BEGIN EXTRACTED RECORDS
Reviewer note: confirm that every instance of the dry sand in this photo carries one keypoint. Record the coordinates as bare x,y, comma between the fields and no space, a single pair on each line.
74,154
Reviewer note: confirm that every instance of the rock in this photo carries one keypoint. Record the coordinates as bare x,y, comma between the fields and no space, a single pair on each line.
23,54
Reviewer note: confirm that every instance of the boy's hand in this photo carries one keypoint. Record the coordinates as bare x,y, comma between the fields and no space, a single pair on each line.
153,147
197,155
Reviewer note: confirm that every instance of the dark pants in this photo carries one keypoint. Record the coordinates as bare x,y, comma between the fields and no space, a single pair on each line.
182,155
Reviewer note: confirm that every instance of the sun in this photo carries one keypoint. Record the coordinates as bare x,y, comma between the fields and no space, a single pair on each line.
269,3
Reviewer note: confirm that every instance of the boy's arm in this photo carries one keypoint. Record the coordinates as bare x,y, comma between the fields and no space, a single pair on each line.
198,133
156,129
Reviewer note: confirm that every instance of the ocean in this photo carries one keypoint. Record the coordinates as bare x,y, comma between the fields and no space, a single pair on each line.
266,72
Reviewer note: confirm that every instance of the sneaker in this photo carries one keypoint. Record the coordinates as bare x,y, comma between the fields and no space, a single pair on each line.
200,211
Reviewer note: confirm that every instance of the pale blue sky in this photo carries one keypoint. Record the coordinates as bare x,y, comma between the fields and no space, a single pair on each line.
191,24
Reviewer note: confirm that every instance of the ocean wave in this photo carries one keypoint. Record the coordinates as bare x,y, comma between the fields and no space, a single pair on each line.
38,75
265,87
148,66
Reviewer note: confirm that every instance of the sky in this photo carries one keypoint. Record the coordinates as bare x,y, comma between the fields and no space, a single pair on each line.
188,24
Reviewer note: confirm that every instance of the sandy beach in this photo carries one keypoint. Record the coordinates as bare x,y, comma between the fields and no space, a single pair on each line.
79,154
END EXTRACTED RECORDS
GIVEN TASK: Copy out all of the items above word for word, one per line, in their original order.

EXERCISE ANSWER:
Reviewer note: confirm that every instance of the dry sand in this photo carries one keypoint. Record the coordinates as bare x,y, comma between the fields and no space, a single pair on each line.
74,154
Reviewer note: confirm that every instance of the rock in this photo carries one keypoint. Record the coordinates as bare x,y, comma between the fields and no space, a single pair on each line.
23,54
Reviewer note: confirm that every instance of the boy's hand in this photo carries one keypoint. Record the coordinates as bare x,y, comma between the fields and no space, a single pair on each line.
153,147
197,155
Reviewer note: confirm that every instance of the dark pants in this photo carries one keypoint. Record the coordinates as bare x,y, comma between the fields and no space, a single pair on each line.
182,155
Reviewer note: confirm that every instance of the sun in this photo carries one keypoint. Record the coordinates as bare x,y, comma between the fields and no space, a single pair on each line.
269,3
Reviewer note: confirm that every instance of the boy's arm in this photo carries one keypoint. Record the coordinates as bare x,y, comma between the fields and no space, a single pair on each line.
198,133
156,129
Reviewer note: confirm that every instance of the ocean in this photo carries one keypoint. Record the coordinates as bare x,y, comma between the fields and no space, a single pair on each line.
266,72
Reviewer note: confirm that every instance of the sneaker in this photo carries one keypoint. Record the coordinates as bare x,y, comma between the fields and no space, a single pair on each line.
200,211
Reviewer note: confirm that every instance of the pale blue sky in this photo carries one keypoint. Record the coordinates as bare x,y, comma between the fields and no space, a single pair on each line.
191,24
Reviewer note: confirm that every instance of the ocean wave in this photo carries one keypoint. Record the coordinates as bare x,y, comma between the fields and no space, a single pair on each line.
38,75
265,87
148,66
Reviewer note: confirm that every instance of the sky in this photo carries one keypoint. Record the coordinates as bare x,y, comma between the fields and no space, a single pair on each line.
188,24
Reviewer note: confirm that every instance of the sandy beach in this photo carries one keypoint. Record the coordinates as bare x,y, comma between the fields and no space, a single pair on each line.
79,154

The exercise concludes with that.